# start of STORED DATA

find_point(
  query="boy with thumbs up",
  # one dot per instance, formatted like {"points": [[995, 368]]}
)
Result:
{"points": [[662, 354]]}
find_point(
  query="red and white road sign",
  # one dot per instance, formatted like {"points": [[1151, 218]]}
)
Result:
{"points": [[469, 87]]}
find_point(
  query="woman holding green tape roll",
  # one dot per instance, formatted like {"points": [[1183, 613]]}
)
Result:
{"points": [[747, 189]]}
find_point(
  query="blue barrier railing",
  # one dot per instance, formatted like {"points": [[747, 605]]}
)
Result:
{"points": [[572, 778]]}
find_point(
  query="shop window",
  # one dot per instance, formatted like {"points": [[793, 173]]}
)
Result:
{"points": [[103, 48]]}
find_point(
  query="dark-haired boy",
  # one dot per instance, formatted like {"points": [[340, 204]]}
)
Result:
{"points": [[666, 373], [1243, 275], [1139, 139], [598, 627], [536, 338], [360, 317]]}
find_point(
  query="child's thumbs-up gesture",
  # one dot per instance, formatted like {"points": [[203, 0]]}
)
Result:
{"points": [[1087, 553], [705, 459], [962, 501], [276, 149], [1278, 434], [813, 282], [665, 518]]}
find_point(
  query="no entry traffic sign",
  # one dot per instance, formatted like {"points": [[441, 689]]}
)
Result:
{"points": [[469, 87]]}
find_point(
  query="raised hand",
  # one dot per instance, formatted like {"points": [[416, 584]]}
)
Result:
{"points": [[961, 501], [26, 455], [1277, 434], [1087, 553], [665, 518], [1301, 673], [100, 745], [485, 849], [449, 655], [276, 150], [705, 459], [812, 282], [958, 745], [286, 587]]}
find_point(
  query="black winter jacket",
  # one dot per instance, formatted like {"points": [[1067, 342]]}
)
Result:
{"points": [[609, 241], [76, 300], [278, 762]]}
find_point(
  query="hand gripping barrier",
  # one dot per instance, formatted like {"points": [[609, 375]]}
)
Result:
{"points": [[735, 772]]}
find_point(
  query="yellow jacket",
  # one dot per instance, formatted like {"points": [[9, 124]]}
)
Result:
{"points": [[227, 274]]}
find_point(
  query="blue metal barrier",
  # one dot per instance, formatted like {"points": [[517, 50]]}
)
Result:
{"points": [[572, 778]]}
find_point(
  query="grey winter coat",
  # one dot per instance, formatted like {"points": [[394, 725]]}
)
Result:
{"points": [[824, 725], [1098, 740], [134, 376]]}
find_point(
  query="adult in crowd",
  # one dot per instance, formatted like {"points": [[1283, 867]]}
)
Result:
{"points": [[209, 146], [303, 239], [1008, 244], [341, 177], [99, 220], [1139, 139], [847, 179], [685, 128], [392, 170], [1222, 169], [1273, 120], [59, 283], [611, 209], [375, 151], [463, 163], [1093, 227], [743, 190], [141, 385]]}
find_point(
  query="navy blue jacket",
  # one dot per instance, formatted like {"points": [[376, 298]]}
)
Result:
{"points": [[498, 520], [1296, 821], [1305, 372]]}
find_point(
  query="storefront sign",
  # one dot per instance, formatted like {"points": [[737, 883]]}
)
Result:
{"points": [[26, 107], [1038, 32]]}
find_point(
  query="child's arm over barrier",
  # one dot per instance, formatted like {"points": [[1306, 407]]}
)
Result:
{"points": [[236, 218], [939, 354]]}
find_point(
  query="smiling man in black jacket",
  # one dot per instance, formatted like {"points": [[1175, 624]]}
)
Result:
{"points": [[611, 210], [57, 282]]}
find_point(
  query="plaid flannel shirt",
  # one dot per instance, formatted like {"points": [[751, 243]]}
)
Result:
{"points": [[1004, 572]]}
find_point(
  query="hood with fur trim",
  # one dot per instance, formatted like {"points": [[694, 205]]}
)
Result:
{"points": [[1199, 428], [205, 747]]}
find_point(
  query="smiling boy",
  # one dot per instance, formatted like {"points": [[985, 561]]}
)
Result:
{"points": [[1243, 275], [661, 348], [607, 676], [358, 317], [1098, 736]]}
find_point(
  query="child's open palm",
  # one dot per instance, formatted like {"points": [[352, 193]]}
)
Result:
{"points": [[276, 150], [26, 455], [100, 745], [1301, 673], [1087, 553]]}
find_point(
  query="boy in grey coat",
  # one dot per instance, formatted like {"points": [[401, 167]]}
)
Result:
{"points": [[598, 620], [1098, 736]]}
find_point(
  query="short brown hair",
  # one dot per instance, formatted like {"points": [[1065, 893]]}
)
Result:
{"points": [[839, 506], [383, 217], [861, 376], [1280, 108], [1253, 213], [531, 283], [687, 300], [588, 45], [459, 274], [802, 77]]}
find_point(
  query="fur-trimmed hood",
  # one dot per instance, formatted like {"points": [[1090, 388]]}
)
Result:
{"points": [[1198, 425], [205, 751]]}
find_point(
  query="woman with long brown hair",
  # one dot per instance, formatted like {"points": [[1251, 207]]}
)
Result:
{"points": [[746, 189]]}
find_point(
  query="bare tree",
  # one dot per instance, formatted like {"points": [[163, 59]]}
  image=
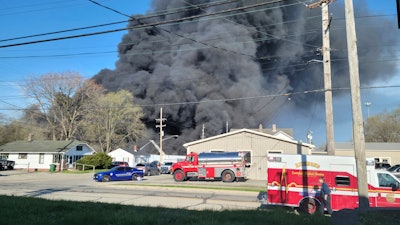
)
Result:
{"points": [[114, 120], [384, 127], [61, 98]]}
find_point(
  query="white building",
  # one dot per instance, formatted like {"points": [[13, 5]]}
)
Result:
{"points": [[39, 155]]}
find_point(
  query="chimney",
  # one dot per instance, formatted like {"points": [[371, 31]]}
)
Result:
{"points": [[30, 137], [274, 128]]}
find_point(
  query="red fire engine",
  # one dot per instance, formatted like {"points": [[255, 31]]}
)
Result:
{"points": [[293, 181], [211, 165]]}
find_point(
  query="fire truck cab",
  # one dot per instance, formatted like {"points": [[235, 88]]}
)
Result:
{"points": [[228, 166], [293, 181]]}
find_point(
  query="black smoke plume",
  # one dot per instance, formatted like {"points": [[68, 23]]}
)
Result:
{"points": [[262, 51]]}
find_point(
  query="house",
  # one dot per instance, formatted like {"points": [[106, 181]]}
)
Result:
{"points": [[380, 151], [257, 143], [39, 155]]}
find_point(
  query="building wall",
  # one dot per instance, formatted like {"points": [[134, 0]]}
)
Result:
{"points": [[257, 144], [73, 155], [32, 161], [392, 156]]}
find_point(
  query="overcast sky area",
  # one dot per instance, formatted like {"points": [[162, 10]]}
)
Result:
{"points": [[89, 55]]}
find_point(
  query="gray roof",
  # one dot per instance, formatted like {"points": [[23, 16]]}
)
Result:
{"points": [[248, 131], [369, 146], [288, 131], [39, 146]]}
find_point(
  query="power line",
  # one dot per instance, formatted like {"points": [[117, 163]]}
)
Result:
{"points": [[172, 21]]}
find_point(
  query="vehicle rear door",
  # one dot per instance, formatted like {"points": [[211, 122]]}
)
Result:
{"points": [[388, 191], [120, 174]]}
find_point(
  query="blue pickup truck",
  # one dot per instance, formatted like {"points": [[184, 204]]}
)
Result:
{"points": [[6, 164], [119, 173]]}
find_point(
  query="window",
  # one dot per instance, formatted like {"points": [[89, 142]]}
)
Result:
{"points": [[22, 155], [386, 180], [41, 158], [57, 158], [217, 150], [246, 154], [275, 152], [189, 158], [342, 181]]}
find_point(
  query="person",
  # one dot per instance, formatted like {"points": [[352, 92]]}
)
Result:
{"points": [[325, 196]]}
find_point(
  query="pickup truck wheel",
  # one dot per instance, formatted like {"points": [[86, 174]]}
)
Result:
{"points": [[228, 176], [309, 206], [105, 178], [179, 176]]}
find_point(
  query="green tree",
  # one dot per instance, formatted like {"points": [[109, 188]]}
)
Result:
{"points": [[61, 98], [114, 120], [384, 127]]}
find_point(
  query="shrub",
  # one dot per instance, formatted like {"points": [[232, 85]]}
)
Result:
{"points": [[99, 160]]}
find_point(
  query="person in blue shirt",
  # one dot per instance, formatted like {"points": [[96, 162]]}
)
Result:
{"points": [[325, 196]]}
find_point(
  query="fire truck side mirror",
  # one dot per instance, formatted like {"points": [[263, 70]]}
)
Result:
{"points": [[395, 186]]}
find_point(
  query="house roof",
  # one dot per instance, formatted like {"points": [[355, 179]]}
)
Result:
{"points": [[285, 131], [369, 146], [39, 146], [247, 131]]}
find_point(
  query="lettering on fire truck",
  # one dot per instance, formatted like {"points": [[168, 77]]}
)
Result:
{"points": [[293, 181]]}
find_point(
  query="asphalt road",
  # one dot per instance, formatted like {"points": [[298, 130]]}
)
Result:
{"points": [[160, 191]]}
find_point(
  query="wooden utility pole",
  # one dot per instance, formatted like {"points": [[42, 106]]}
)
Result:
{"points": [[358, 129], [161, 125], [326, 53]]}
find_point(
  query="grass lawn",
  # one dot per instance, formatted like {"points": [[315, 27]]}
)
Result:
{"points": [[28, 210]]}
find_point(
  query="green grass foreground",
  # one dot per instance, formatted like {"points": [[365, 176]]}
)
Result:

# end of STORED DATA

» INSTRUCTION: How many lines in the items above contain the string "white"? Reply with the number alone.

» FINAL ANSWER: 2